● **PAGE EXTRACT**:

_ _ _ _ _

When the images were taken it was mid-summer in Mars' southern hemisphere. The thin atmosphere of Mars appears relatively clear of dust over most of the planet. However a thick canopy of clouds obscures the icy north polar regions, as is expected during fall and winter in that hemisphere. As on Earth, the periphery of this polar hood region is the locale of intense storm systems which migrate through northern midlatitudes. Details of the cloud structures in such fronts can be seen in the HST images. Extensive thin clouds in the southern hemisphere are perhaps harbingers of a south polar hood which may form as the martian season slowly changes to fall in the southern hemisphere.
The large, dark, "shark's fin"-like feature which dominates this face of Mars is called Syrtis Major Planitia. This was the first feature identified on the surface of the planet by early terrestrial observers in the Seventeenth Century. It was used by Christian Huygens to measure the rotation rate of Mars - a Martian day is about 24 hours and 37 minutes.
Arabia Planitia, the bright region to the west of Syrtis is thought to be bright because of a thin layer of dust (perhaps amounting to a few meters in thickness) deposited on its surface. This region is heavily cratered, and several of these craters can be discerned in the image.
The bright region to the east, Isidis Planitia, is a 1000 kilometer wide (620 miles) impact basin formed as a result of a large meteoroid collision more than two billion years ago. The basin is bright because it is also thought to be covered with fine dust.
Syrtis Major, which slopes about six kilometers from Arabia down into Isidis, is thought to be dark due to deposits of coarse, dark sand on its surface. Relatively strong winds apparently blow upslope (from east to west), scouring the fine dust from the surface and carrying the dust into Arabia. Viking spacecraft images (obtained from 1976 to 1980) have shown the crest of Syrtis Major to be the location of one or more volcanic vents. Volcanic activity in this area of Mars is thought to have ceased about 2.5 billion years ago, and weathering of the dark volcanic basaltic rock is the source of the dark sand currently covering Syrtis Major.
To the south of Syrtis Major is the bright Hellas Planitia basin. About 1800 kilometers across and nearly eight kilometers deep, it was formed about 3.5 billion years ago by the impact of a large asteroid. Normally the basin is either filled with fog and clouds or the site of prevalent dust storms. This is one of the rare seasons when the weather in Hellas is calm and its surface is visible.

_ _ _ _ _

● **MATERIAL SUPPLIED**:

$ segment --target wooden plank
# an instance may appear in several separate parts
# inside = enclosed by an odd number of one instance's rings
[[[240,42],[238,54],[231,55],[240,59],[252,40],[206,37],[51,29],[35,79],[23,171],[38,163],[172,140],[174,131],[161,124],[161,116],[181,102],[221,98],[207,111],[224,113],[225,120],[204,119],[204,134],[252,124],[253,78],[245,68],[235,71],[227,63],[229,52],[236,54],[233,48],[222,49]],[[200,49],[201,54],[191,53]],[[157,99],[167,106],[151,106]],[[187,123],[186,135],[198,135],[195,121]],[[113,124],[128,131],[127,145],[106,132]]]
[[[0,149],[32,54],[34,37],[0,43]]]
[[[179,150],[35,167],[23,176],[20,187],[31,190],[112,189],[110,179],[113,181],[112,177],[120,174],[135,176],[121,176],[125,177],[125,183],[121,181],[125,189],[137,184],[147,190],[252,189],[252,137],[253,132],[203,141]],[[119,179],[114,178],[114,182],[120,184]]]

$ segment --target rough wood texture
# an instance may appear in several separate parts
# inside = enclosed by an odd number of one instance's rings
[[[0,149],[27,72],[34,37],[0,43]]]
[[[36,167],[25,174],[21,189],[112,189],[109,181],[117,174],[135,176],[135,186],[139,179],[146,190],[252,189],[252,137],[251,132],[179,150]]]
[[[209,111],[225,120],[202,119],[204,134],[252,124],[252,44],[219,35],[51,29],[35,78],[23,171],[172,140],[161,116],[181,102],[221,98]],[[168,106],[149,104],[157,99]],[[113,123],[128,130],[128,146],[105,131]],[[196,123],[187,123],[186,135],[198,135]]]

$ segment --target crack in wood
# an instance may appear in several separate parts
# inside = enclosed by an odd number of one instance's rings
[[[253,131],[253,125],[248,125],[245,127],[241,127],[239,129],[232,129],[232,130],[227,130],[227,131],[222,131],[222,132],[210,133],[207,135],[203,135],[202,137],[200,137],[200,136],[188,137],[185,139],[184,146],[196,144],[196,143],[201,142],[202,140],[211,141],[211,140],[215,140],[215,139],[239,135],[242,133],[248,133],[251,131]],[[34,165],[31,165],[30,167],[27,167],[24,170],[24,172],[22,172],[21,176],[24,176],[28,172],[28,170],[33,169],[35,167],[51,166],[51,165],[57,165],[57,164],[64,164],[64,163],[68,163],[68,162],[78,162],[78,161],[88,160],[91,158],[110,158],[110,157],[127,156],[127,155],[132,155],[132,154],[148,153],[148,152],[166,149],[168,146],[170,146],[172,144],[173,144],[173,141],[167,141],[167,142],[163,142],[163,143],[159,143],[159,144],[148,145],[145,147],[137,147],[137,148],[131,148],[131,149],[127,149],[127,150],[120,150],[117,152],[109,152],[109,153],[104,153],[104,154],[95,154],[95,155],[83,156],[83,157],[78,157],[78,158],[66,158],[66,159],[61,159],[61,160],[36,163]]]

_ _ _ _ _

● **JOB**:
Reproduce verbatim the portion of the Mars passage above that lies between "Arabia Planitia, the" and "with fine dust.", inclusive.

● **RESULT OF THE EXERCISE**:
Arabia Planitia, the bright region to the west of Syrtis is thought to be bright because of a thin layer of dust (perhaps amounting to a few meters in thickness) deposited on its surface. This region is heavily cratered, and several of these craters can be discerned in the image.
The bright region to the east, Isidis Planitia, is a 1000 kilometer wide (620 miles) impact basin formed as a result of a large meteoroid collision more than two billion years ago. The basin is bright because it is also thought to be covered with fine dust.